» **Information provided**:
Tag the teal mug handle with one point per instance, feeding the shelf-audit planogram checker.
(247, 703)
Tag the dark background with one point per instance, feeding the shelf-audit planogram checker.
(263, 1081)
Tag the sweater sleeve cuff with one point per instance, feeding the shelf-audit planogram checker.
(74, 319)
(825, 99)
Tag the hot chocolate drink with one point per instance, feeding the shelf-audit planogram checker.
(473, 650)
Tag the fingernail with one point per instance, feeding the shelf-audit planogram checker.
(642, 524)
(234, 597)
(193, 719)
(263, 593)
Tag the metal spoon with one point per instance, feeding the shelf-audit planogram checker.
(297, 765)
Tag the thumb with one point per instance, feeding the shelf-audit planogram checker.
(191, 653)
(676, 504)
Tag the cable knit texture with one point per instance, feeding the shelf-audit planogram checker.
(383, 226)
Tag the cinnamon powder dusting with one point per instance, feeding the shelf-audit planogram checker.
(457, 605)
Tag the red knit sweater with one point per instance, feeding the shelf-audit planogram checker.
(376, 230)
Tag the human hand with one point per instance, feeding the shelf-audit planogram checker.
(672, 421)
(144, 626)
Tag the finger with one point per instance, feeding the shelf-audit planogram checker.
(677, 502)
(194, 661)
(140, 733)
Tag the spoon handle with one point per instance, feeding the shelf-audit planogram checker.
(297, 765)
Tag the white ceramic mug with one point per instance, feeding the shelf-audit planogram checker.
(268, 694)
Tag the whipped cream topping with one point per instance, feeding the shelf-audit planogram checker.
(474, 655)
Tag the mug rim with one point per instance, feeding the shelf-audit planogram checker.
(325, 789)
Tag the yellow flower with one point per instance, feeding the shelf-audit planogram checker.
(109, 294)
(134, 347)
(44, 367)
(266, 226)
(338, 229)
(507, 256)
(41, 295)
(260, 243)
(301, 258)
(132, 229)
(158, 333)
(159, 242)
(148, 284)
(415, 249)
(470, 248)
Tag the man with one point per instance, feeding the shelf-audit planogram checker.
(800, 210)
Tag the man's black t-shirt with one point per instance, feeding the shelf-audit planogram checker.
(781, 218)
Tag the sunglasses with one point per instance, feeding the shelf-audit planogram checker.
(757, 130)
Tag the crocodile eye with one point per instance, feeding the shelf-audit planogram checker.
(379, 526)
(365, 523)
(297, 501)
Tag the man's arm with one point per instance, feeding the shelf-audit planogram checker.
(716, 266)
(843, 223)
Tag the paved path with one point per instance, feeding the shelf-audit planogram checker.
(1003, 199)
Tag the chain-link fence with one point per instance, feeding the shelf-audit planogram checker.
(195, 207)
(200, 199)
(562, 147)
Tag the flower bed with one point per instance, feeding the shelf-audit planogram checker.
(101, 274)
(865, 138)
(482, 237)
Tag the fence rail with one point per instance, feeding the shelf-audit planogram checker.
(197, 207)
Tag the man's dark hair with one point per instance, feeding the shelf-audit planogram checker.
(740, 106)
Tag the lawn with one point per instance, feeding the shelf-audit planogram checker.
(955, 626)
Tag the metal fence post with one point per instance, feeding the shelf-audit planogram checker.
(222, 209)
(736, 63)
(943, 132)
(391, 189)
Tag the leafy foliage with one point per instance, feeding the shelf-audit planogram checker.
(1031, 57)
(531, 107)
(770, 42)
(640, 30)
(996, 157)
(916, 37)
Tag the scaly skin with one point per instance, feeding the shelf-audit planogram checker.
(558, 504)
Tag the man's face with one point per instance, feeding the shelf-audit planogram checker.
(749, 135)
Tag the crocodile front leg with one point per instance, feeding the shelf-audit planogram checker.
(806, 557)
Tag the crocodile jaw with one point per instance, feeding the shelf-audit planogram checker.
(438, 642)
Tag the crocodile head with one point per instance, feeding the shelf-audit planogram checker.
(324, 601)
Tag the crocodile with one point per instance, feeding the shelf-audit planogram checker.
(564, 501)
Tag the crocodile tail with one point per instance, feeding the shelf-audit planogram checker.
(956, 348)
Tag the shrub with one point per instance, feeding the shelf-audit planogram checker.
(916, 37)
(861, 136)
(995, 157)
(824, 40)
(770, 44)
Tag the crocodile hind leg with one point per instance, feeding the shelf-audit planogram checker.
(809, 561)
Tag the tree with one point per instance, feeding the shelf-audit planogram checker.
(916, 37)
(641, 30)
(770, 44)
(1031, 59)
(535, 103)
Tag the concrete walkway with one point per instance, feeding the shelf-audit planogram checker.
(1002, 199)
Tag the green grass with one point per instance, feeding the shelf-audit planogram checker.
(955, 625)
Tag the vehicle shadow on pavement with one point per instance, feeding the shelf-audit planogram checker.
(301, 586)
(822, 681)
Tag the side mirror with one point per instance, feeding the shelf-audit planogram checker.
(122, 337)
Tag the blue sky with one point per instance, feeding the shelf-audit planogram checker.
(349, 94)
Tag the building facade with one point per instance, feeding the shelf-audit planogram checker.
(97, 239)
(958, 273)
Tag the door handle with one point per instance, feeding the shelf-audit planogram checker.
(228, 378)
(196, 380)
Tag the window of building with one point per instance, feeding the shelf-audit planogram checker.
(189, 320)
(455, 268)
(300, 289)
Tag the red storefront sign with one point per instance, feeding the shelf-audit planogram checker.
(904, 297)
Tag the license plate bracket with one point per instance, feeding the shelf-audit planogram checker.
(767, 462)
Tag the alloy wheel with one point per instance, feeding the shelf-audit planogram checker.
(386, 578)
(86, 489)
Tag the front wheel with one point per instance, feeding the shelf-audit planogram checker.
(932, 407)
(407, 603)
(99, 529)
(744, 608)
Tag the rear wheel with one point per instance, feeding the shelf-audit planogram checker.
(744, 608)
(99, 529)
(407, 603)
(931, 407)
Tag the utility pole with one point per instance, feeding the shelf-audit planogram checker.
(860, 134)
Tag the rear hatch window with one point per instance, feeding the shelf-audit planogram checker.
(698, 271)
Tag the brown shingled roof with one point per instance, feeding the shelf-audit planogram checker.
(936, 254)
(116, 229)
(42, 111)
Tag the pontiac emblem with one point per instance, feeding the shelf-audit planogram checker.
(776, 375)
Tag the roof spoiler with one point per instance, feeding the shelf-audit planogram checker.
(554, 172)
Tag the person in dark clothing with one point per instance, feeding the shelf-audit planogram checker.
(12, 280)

» **Do this**: Rewrite every row above with "one point per instance" swapped for "a single point per instance" and nothing else changed.

» **Reply to the exercise**:
Tag the teal mug handle with a single point per instance, feeding the shelf-audit planogram checker.
(247, 703)
Tag the dark background with a single point per instance, feeding the shelf-audit planogram checker.
(263, 1081)
Tag the sweater sleeve cuff with a single point per instance, feeding the shelf-audit planogram checker.
(74, 319)
(825, 99)
Tag the hot chocolate drink with a single point per instance, feeding the shelf-audit planogram checker.
(473, 650)
Tag the fingernail with a single point per instance, feeding the shelf-audit planogram checker.
(642, 524)
(234, 597)
(193, 719)
(263, 593)
Tag the metal spoon with a single point per instance, feeding the shelf-audit planogram checker.
(297, 765)
Tag the thumb with a single point per instance, feeding the shelf-audit planogram checker.
(191, 653)
(676, 504)
Tag the cable knit texture with a single point per instance, feeding the shelf-audit planogram checker.
(383, 226)
Tag the cinnamon powder dusting with a single point per instance, feeding the shelf-audit planogram checker.
(457, 605)
Tag the red knit sweater with a single point per instance, feeding the shelf-audit planogram checker.
(376, 230)
Tag the human hand with a single point per instance, feeding the shelf-audit planogram checker.
(672, 421)
(144, 626)
Tag the finger with a single point per instance, feeding the shelf-audit planogram checker.
(677, 502)
(194, 661)
(140, 733)
Tag the spoon handle with a single point per instance, feeding the shelf-audit planogram checker.
(297, 765)
Tag the white ceramic mug with a single point per instance, feeding the shelf-audit planogram checker.
(268, 694)
Tag the whipped cream topping with a single point per instance, feeding the shelf-audit planogram checker.
(474, 655)
Tag the mug rim with a single point per instance, feeding the shelf-audit planogram checker.
(325, 789)
Tag the yellow flower with a single point per instance, feeding the shelf-audit planogram checker.
(109, 294)
(134, 347)
(44, 367)
(266, 226)
(338, 229)
(507, 256)
(41, 295)
(260, 243)
(301, 258)
(132, 229)
(158, 333)
(159, 242)
(148, 284)
(415, 249)
(470, 248)
Tag the man with a single point per instance, feeding the shelf-audit planogram checker.
(800, 210)
Tag the man's black t-shirt with a single point per instance, feeding the shelf-audit planogram checker.
(781, 218)
Tag the sunglasses with a single point per instance, feeding the shelf-audit planogram checker.
(757, 130)
Tag the crocodile eye with a single point per instance, feeding the shelf-audit planogram checker.
(379, 526)
(365, 523)
(297, 501)
Tag the man's arm with a single point per instance, feeding the shelf-audit planogram checker.
(716, 266)
(843, 223)
Tag the paved path with a single point per instance, feeding the shelf-audit planogram checker.
(1003, 199)
Tag the chain-link fence with a single point per instance, feeding the shelf-audit planogram checker.
(195, 207)
(200, 199)
(562, 147)
Tag the flower bed with a single point per instance, feeding the shelf-audit planogram checker.
(101, 274)
(865, 138)
(482, 237)
Tag the fence rail with a single point per instance, feeding the shelf-audit planogram checker.
(197, 207)
Tag the man's dark hair with a single point per instance, feeding the shelf-audit planogram checker.
(740, 106)
Tag the lawn with a single point per instance, feeding the shelf-audit planogram checker.
(955, 626)
Tag the metal fence post with a single point per instance, feeding the shelf-audit planogram checker.
(222, 209)
(736, 63)
(943, 132)
(391, 189)
Tag the leafy foliage with a single point per instance, feeding the shelf-audit planogram checker.
(1031, 57)
(531, 107)
(770, 42)
(640, 30)
(996, 157)
(916, 37)
Tag the scaly skin with a single point per instance, feeding the shelf-audit planogram checker.
(558, 504)
Tag the man's face with a single point per instance, feeding the shelf-audit planogram checker.
(749, 135)
Tag the crocodile front leg with a single point per instance, feeding the shelf-audit planogram checker.
(806, 557)
Tag the crocodile jaw with a single point per instance, feeding the shelf-audit planogram checker.
(438, 642)
Tag the crocodile head with a single point per instance, feeding the shelf-audit planogram checker.
(324, 601)
Tag the crocodile with a single point per instance, feeding the shelf-audit planogram checker.
(564, 501)
Tag the crocodile tail with a single point per instance, feeding the shelf-audit planogram checker.
(956, 348)
Tag the shrub with a single point per instance, feeding the shelf-audit planogram checker.
(916, 37)
(861, 136)
(995, 157)
(824, 40)
(770, 44)
Tag the crocodile hind leg with a single point per instance, feeding the shelf-audit planogram checker.
(809, 561)
Tag the tree with a single point per instance, feeding the shelf-audit planogram checker.
(916, 37)
(641, 30)
(770, 44)
(1031, 59)
(535, 103)
Tag the concrete walkway with a single point per instance, feeding the shelf-audit planogram checker.
(1002, 199)
Tag the green grass with a single point per instance, feeding the shelf-audit planogram checker.
(955, 625)
Tag the vehicle shadow on pavement with a single point per instance, feeding the shelf-audit planogram checker.
(301, 586)
(822, 681)
Tag the side mirror with a single point per instance, feeding the shelf-audit planogram checker.
(122, 337)
Tag the blue sky with a single point per instance, feeding the shelf-audit planogram checker.
(349, 94)
Tag the building facade with a single point per instance, feeding the shelf-audit planogram checker.
(97, 239)
(958, 273)
Tag the door handle with a single point per instance, feeding the shelf-audit planogram checker.
(228, 378)
(196, 380)
Tag the window of building with a single point per instance, feeding the shelf-audit planogram checker.
(189, 320)
(455, 268)
(300, 289)
Tag the red storefront sign with a single point per instance, feeding the shelf-audit planogram checker.
(904, 297)
Tag the license plate bracket with a single point per instance, feeding the shelf-audit planogram checker.
(767, 462)
Tag the alloy wheel with a single point per instance, feeding the shelf-audit planogram checker.
(386, 578)
(86, 489)
Tag the front wheel with a single point per instance, feeding the shelf-audit planogram checker.
(932, 407)
(407, 603)
(99, 529)
(744, 608)
Tag the rear wheel with a single point per instance, feeding the shelf-audit planogram checker.
(744, 608)
(99, 529)
(407, 603)
(931, 407)
Tag the utility pole with a single point per instance, feeding the shelf-audit planogram checker.
(860, 134)
Tag the rear hatch window with a single point per instance, feeding the shelf-audit planogram checker.
(698, 271)
Tag the brown shingled roof with a single point per instance, feeding the shelf-audit planogram checker.
(936, 254)
(116, 229)
(42, 111)
Tag the pontiac emblem with a single point per instance, feeding the shelf-audit planogram checker.
(776, 375)
Tag the roof spoiler with a single point per instance, feeding the shelf-audit planogram checker.
(554, 172)
Tag the person in dark clothing with a single point per instance, feeding the shelf-audit planogram checker.
(12, 280)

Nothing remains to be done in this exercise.